### RECORD EXCERPTS

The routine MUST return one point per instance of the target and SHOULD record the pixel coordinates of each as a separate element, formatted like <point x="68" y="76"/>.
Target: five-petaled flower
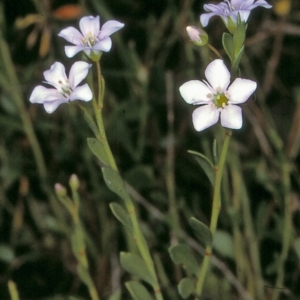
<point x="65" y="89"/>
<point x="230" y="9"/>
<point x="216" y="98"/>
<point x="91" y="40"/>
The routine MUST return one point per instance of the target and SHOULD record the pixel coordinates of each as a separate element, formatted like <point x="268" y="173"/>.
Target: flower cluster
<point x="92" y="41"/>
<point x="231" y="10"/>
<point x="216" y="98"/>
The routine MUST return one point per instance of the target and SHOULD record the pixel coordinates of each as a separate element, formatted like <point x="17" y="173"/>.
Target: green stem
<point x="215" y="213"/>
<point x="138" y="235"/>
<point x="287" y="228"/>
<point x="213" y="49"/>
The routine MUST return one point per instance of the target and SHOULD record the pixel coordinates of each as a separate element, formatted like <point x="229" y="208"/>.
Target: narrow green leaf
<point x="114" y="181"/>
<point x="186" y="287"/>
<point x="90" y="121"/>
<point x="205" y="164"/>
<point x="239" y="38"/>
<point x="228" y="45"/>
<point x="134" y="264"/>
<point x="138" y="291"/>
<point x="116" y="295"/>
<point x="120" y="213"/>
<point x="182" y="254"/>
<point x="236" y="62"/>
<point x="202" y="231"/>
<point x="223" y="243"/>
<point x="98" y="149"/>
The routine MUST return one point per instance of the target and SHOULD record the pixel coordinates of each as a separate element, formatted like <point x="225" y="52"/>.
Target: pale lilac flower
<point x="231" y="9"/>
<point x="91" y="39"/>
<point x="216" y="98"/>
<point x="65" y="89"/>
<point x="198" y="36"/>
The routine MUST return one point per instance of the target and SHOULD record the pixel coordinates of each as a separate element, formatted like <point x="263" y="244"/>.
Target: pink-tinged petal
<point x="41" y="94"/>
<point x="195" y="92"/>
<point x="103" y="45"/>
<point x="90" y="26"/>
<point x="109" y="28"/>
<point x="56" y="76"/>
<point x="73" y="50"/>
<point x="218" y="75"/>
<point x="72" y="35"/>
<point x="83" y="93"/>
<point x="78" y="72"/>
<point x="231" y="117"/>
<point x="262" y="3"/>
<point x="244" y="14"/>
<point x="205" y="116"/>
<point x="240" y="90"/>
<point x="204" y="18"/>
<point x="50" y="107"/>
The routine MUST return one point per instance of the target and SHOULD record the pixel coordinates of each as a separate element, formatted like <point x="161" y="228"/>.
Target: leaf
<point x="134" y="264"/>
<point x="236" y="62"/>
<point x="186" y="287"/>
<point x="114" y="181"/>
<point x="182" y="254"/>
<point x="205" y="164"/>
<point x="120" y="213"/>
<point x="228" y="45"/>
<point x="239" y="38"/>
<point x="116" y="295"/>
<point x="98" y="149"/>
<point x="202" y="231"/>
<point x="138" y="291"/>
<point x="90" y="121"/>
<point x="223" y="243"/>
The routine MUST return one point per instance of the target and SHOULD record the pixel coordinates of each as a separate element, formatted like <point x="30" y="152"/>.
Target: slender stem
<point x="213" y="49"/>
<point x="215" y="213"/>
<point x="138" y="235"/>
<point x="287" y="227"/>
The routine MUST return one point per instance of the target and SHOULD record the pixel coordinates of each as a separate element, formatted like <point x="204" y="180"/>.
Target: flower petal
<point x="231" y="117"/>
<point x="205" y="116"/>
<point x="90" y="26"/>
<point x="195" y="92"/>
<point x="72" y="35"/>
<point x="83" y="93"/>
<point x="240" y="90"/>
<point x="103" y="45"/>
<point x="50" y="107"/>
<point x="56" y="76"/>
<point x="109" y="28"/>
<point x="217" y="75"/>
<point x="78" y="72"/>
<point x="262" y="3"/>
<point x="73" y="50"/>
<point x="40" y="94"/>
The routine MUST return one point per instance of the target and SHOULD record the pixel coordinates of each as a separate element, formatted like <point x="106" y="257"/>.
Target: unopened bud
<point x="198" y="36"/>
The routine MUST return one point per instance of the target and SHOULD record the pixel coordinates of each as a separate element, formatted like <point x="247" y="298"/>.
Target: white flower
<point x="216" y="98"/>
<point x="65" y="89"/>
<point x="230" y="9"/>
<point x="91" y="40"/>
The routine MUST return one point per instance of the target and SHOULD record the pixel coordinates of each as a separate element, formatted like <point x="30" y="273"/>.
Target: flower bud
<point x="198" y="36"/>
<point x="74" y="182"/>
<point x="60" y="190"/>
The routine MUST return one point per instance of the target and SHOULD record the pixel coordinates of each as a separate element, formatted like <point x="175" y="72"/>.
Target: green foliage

### YOUR TASK
Transcribe the records above verbatim. Do not carry over any picture.

### ANSWER TO THIS EXERCISE
The routine MUST return one point per instance of the target and SHOULD record the pixel coordinates of each as a separate element, formatted like <point x="68" y="76"/>.
Target: five-petaled flower
<point x="65" y="89"/>
<point x="230" y="9"/>
<point x="216" y="98"/>
<point x="91" y="40"/>
The routine MUST return one point per instance of the target and SHOULD record the pixel coordinates of each as a separate element, formatted like <point x="268" y="173"/>.
Target: flower cluster
<point x="92" y="41"/>
<point x="231" y="10"/>
<point x="216" y="98"/>
The routine MUST return one point per instance of the target and SHOULD record the pixel coordinates of each as a separate element, formatted like <point x="17" y="173"/>.
Target: green stem
<point x="215" y="213"/>
<point x="138" y="235"/>
<point x="287" y="228"/>
<point x="213" y="49"/>
The routine MUST return one point per instance of the target and SHOULD record the pixel coordinates of each as a separate element, formatted like <point x="229" y="208"/>.
Target: narrow green leaf
<point x="114" y="181"/>
<point x="186" y="287"/>
<point x="90" y="121"/>
<point x="205" y="164"/>
<point x="239" y="38"/>
<point x="228" y="45"/>
<point x="134" y="264"/>
<point x="138" y="291"/>
<point x="116" y="295"/>
<point x="120" y="213"/>
<point x="182" y="254"/>
<point x="236" y="62"/>
<point x="202" y="231"/>
<point x="223" y="243"/>
<point x="98" y="149"/>
The routine MUST return one point per instance of the target and SHOULD record the pixel coordinates of each as a separate element, formatted like <point x="225" y="52"/>.
Target: pale lilac flower
<point x="231" y="9"/>
<point x="91" y="39"/>
<point x="216" y="98"/>
<point x="65" y="89"/>
<point x="198" y="36"/>
The routine MUST return one point per instance of the target and SHOULD record the pixel coordinates of each as a separate element, formatted like <point x="263" y="244"/>.
Target: pink-tinged petal
<point x="41" y="94"/>
<point x="195" y="92"/>
<point x="103" y="45"/>
<point x="90" y="26"/>
<point x="109" y="28"/>
<point x="56" y="76"/>
<point x="73" y="50"/>
<point x="218" y="75"/>
<point x="72" y="35"/>
<point x="83" y="93"/>
<point x="78" y="72"/>
<point x="231" y="117"/>
<point x="262" y="3"/>
<point x="244" y="14"/>
<point x="205" y="116"/>
<point x="240" y="90"/>
<point x="204" y="18"/>
<point x="50" y="107"/>
The routine MUST return one point per instance of the target and SHOULD record the pixel coordinates of each as a separate element, formatted like <point x="161" y="228"/>.
Target: leaf
<point x="134" y="264"/>
<point x="236" y="62"/>
<point x="186" y="287"/>
<point x="114" y="181"/>
<point x="182" y="254"/>
<point x="205" y="164"/>
<point x="120" y="213"/>
<point x="228" y="45"/>
<point x="239" y="38"/>
<point x="116" y="295"/>
<point x="98" y="149"/>
<point x="202" y="231"/>
<point x="138" y="291"/>
<point x="90" y="121"/>
<point x="223" y="243"/>
The routine MUST return one point per instance of the target and SHOULD record the pixel coordinates of each as a separate element, formatted like <point x="30" y="152"/>.
Target: slender stem
<point x="213" y="49"/>
<point x="215" y="213"/>
<point x="138" y="235"/>
<point x="287" y="227"/>
The routine MUST return one point per instance of the target and SHOULD record the pixel coordinates of each as a separate element, formatted like <point x="204" y="180"/>.
Target: flower petal
<point x="231" y="117"/>
<point x="205" y="116"/>
<point x="90" y="26"/>
<point x="195" y="92"/>
<point x="72" y="35"/>
<point x="83" y="93"/>
<point x="240" y="90"/>
<point x="103" y="45"/>
<point x="50" y="107"/>
<point x="56" y="76"/>
<point x="109" y="28"/>
<point x="217" y="75"/>
<point x="78" y="72"/>
<point x="262" y="3"/>
<point x="73" y="50"/>
<point x="40" y="94"/>
The routine MUST return one point per instance of the target and SHOULD record the pixel coordinates of each as a separate element, formatted like <point x="106" y="257"/>.
Target: unopened bud
<point x="198" y="36"/>
The routine MUST return one point per instance of the target and SHOULD record the pixel coordinates of each as a separate element, formatted like <point x="247" y="298"/>.
Target: white flower
<point x="216" y="98"/>
<point x="65" y="89"/>
<point x="230" y="9"/>
<point x="91" y="40"/>
The routine MUST return one point per instance of the target and SHOULD record the pixel coordinates of each as a separate element, formatted like <point x="30" y="273"/>.
Target: flower bud
<point x="198" y="36"/>
<point x="74" y="182"/>
<point x="60" y="190"/>
The routine MUST return one point per instance of the target and SHOULD record the pixel coordinates of each as a separate element, formatted like <point x="175" y="72"/>.
Target: green foliage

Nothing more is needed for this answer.